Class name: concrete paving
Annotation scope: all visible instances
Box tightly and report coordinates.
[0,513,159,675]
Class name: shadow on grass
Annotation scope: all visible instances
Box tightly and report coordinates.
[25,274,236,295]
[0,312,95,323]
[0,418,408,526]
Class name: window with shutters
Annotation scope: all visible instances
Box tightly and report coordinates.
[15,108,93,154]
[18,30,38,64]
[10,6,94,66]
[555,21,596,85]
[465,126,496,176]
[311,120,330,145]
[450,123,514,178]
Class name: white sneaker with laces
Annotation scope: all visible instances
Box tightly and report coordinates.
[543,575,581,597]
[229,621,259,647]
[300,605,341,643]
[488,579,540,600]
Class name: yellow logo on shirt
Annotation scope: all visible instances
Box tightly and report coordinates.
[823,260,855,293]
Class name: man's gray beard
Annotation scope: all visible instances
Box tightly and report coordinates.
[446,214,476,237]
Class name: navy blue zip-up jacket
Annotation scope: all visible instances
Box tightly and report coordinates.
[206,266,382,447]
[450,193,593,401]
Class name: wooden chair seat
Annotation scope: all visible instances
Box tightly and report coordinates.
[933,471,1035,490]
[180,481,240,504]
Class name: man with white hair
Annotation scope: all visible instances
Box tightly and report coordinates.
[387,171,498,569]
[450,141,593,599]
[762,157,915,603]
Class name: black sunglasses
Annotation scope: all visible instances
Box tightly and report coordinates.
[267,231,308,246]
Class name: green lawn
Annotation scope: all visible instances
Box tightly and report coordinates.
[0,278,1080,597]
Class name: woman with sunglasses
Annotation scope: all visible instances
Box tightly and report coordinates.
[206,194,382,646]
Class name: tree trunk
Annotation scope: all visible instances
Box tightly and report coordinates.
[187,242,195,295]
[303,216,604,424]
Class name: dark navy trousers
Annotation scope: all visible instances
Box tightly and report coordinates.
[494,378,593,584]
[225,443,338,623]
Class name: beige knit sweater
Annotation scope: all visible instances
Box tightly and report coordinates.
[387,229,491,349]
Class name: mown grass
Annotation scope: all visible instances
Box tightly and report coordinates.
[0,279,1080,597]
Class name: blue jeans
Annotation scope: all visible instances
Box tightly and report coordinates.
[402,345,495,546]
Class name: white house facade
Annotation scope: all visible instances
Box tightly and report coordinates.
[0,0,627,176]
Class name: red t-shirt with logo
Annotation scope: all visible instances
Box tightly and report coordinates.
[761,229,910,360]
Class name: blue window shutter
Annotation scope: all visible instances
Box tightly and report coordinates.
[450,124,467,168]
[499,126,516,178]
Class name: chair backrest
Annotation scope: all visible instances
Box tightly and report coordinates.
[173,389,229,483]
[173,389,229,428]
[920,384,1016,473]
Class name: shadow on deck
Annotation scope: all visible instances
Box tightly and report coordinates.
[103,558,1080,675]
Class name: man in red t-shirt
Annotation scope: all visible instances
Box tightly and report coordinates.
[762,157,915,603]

● ● ●

• WHAT TO PRODUCE:
Rewrite all of the records above as a single numbered list, omitting any blank lines.

• ANSWER TO THE PROBLEM:
1. Class name: concrete paving
2. Annotation scope: all visible instances
3. Box tightly and report coordinates.
4. [0,513,159,675]
5. Class name: shadow on grass
6. Annotation scope: all visible instances
7. Box tightly and report coordinates.
8. [25,274,236,295]
9. [0,312,95,323]
10. [0,418,408,526]
11. Class name: window with shutters
12. Annotation scope: all visible instances
13. Box tightly and report coordinates.
14. [15,108,93,154]
15. [18,30,38,64]
16. [10,6,94,66]
17. [555,21,596,85]
18. [465,126,496,176]
19. [311,120,330,145]
20. [450,123,514,178]
21. Class name: white sneaker with laces
22. Annotation scope: all visible instances
23. Box tightly and report coordinates.
24. [543,575,581,597]
25. [229,621,259,647]
26. [300,605,341,643]
27. [488,579,540,600]
28. Class name: yellow logo on shirt
29. Annotation scope: all visible instances
30. Box tightly and report coordinates.
31. [823,260,855,293]
32. Class name: man's gray beard
33. Annotation scope: all visible instances
34. Box tightly and report coordinates.
35. [446,214,476,237]
36. Class name: navy blue zip-up jacket
37. Annotation scope: all visible instances
38. Box tightly and report coordinates.
39. [206,266,382,447]
40. [450,193,593,401]
41. Class name: wooden chair seat
42. Annotation scope: all visible instances
43. Box tightly and report coordinates.
44. [933,471,1035,490]
45. [180,481,240,504]
46. Class name: man with white hair
47. Annotation scope: all visible instances
48. Box tightly and report coordinates.
49. [387,171,498,569]
50. [450,141,593,599]
51. [762,157,915,603]
52. Class name: black sunglasses
53. Annotation scope: all visible instances
54. Box tightly and report coordinates.
55. [267,231,308,246]
56. Class name: green lawn
57. Annotation scope: all visible instances
58. Box tightly and report coordinates.
59. [0,278,1080,597]
60. Class name: woman with sunglasses
61. Annotation scope: all visible instances
62. Box tightly and report coordinates.
63. [206,194,382,646]
64. Class name: tree trunk
65. Annotation scope: all visible instances
66. Box tightly and report coordinates.
67. [187,242,195,295]
68. [303,216,604,424]
69. Class name: dark navy trousers
70. Annotation scope: all visible instances
71. Box tightly and report coordinates.
72. [494,378,593,584]
73. [225,443,338,623]
74. Class name: beige knit sweater
75. Annotation scope: all visible instances
76. Box tightly and report coordinates.
77. [387,229,491,349]
78. Class name: mown grass
79. Annotation scope: all visible instances
80. Box tightly and report coordinates.
81. [0,279,1080,597]
82. Class name: blue jeans
83. Annotation scope: all visible instances
84. Box tightly and report coordinates.
85. [402,345,495,546]
86. Class name: white house facade
87. Annotation scope: all visible instances
88. Box tightly and report coordinates.
89. [0,0,627,176]
90. Class name: red t-shirt with logo
91. Annotation scope: all visible instances
92. Box tightly and report coordinates.
93. [761,229,910,360]
94. Class name: blue window shutter
95. Annotation scope: all visible instances
96. Box tightly and report coordinates.
97. [450,124,467,168]
98. [499,126,516,178]
99. Class name: chair backrest
100. Annotation scope: all visible instances
101. Box tightly and report coordinates.
102. [173,389,229,483]
103. [173,389,229,428]
104. [920,384,1016,473]
105. Class name: shadow on deck
106. Annotation scope: all visible instances
107. Box tightly and report coordinates.
108. [103,558,1080,675]
109. Class name: man in red t-shirt
110. Annotation scope: all visible instances
111. Box tightly and report coordinates.
112. [762,157,915,603]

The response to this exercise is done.